Given exercise 1 =>
In the passage on the Solana community, rewrite the paragraph beginning "The competitive tension between these three groups" as a short bulleted list that keeps its main facts.

Selected excerpt =>
# # # # # # #
Third, it linked personal wealth to the quality of national governance. The appreciation of public housing relies on Singapore's continued prosperity and good governance. Good governance leads to better developments and facilities, increasing your house's value. This creates a powerful positive feedback loop: citizens have the motivation to support good governance because good governance directly enhances their asset value.
A public housing unit accomplished the triadic tasks of "binding interests—eliminating barriers—motivating governance." This is not just a housing policy but the cornerstone of the nation. To repel external threats, one must first stabilize internal conditions, a principle Lee Kuan Yew understood well.
Solana's "Racial Problem": A Divided Community
Shifting the view back to Solana. The Solana community after the collapse of FTX faced a level of division comparable to that of Singapore in 1965.
There are at least three "ethnic groups" on-chain, with drastically different interests:
Speculative traders and meme players. They are the largest contributors to Solana's on-chain activity, bringing transaction volume, fees, and topical relevance. However, they have no loyalty to Solana; they go wherever there is excitement and are essentially a floating population.
Native developers and builders. They have invested significant time and technical capital in building DeFi protocols, infrastructure tools, and DePIN projects on Solana. They both need (users and traffic) and resent (lowering the ecosystem's seriousness) the meme speculators, resulting in a delicate and tense relationship.
Validators and stakers. They are the backbone of network security, investing real hardware and staked capital. They care about network stability, staking yield, and the long-term value of SOL, showing no interest or involvement in short-term speculation.
The competitive tension between these three groups is divisive. Meme players complain that the priority queue for network congestion is unfair to retail investors; developers complain that memes steal all the attention and funding; validators complain that the MEV distribution mechanism is opaque. Without a mechanism to align the interests of these three parties, the centrifugal force within the Solana community will only grow stronger.
Where is Solana's "public housing"?
# # # # # # #
Labeled-object pointing entries
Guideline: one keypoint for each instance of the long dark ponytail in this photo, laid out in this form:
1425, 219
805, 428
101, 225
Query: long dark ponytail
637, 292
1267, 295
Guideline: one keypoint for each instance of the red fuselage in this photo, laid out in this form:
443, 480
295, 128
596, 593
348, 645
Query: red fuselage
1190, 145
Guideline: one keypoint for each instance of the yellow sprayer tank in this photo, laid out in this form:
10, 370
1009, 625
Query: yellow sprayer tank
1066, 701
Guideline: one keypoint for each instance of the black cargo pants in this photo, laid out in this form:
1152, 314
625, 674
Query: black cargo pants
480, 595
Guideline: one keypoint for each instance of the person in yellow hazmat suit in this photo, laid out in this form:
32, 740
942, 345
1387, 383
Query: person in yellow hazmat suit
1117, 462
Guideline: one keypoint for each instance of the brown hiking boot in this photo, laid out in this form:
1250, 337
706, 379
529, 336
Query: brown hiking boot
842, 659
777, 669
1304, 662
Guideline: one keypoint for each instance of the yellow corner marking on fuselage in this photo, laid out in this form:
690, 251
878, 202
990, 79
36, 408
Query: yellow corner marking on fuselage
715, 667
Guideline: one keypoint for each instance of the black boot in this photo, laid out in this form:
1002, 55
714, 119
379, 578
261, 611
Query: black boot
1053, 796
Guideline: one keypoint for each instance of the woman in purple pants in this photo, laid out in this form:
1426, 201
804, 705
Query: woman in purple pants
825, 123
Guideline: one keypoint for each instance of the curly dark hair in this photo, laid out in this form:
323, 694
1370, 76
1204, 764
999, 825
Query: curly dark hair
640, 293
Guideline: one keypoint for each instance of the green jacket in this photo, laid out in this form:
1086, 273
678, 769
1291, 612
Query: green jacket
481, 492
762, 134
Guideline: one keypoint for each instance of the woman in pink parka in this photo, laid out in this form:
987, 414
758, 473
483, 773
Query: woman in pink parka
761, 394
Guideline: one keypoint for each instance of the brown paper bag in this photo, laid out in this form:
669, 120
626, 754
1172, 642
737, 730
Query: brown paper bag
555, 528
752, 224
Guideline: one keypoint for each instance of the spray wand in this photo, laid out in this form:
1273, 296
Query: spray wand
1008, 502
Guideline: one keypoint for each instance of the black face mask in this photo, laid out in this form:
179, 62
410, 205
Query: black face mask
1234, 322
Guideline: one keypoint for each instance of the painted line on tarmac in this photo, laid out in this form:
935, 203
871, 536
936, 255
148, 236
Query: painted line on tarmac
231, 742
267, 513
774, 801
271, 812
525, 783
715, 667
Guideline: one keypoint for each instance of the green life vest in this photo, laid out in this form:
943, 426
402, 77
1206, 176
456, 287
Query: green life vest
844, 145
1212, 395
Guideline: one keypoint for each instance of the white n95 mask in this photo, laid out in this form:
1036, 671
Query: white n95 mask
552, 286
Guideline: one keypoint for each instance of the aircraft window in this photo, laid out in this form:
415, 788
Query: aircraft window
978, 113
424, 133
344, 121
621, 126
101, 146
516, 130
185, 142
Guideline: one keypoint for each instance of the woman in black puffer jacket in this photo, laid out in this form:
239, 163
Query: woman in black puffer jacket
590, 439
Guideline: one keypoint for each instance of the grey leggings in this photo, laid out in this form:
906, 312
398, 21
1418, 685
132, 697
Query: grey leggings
# # # # # # #
Given exercise 2 =>
Convert the rows into a numbered list, starting at the line with "Guideline: one keypoint for each instance of the grey" and continuing through the last line of the rows, with blank lines omitted.

Correct answer 1 =>
- The competition among the three groups divides the community.
- Meme players complain that the priority queue for network congestion is unfair to retail investors.
- Developers complain that memes take all the attention and funding.
- Validators complain that the MEV distribution mechanism is opaque.
- Without a mechanism to align the three groups' interests, the centrifugal force in the Solana community will only grow stronger.

Correct answer 2 =>
1. Guideline: one keypoint for each instance of the grey leggings in this photo, laid out in this form:
2. 906, 312
3. 398, 21
4. 1418, 685
5. 132, 697
6. Query: grey leggings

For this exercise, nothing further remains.